Write out the following lines as a numbered list, omitting any blank lines.

━━━━━━━━━━

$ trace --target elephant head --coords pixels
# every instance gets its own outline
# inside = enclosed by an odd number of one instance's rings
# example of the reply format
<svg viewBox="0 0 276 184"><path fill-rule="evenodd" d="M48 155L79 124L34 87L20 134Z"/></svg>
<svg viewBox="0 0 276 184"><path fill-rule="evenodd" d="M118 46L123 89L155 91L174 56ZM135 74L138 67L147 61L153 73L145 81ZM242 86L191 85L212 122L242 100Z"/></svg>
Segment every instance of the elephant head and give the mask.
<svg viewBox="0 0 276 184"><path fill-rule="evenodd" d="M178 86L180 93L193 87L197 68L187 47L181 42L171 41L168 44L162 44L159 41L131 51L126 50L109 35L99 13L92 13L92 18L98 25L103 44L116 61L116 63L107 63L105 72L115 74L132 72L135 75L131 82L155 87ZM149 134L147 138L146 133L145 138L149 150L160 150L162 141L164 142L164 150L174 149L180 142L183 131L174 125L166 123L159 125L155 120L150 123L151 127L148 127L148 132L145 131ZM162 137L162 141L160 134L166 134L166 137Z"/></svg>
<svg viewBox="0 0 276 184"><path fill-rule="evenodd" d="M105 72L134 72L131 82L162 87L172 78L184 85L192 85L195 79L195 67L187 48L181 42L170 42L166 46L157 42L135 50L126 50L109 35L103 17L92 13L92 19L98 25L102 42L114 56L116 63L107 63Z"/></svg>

━━━━━━━━━━

(Response to this exercise):
1. $ trace --target elephant head --coords pixels
2. # every instance gets its own outline
3. # inside = enclosed by an odd number of one instance's rings
4. # example of the reply format
5. <svg viewBox="0 0 276 184"><path fill-rule="evenodd" d="M48 155L79 124L34 87L20 134Z"/></svg>
6. <svg viewBox="0 0 276 184"><path fill-rule="evenodd" d="M118 46L123 89L155 91L174 56ZM135 74L138 67L147 61L153 73L145 81ZM242 86L191 85L212 122L242 100Z"/></svg>
7. Segment every instance of the elephant head and give the mask.
8. <svg viewBox="0 0 276 184"><path fill-rule="evenodd" d="M178 86L180 93L193 87L197 68L187 47L181 42L171 41L168 44L162 44L159 41L131 51L126 50L109 35L99 13L92 13L92 18L98 25L103 44L116 61L116 63L107 63L105 72L115 74L132 72L135 75L131 82L155 87ZM149 134L147 138L146 133L145 138L149 150L160 150L162 141L164 142L164 150L174 149L180 142L183 131L174 125L166 123L159 125L155 120L150 123L151 127L148 127L148 132L145 131ZM162 137L162 141L160 134L166 134L166 137Z"/></svg>
9. <svg viewBox="0 0 276 184"><path fill-rule="evenodd" d="M105 72L134 72L131 82L162 87L172 78L184 85L192 85L195 79L195 67L187 48L181 42L170 42L166 46L157 42L135 50L126 50L109 35L103 17L92 13L92 19L98 25L102 42L114 56L116 63L107 63Z"/></svg>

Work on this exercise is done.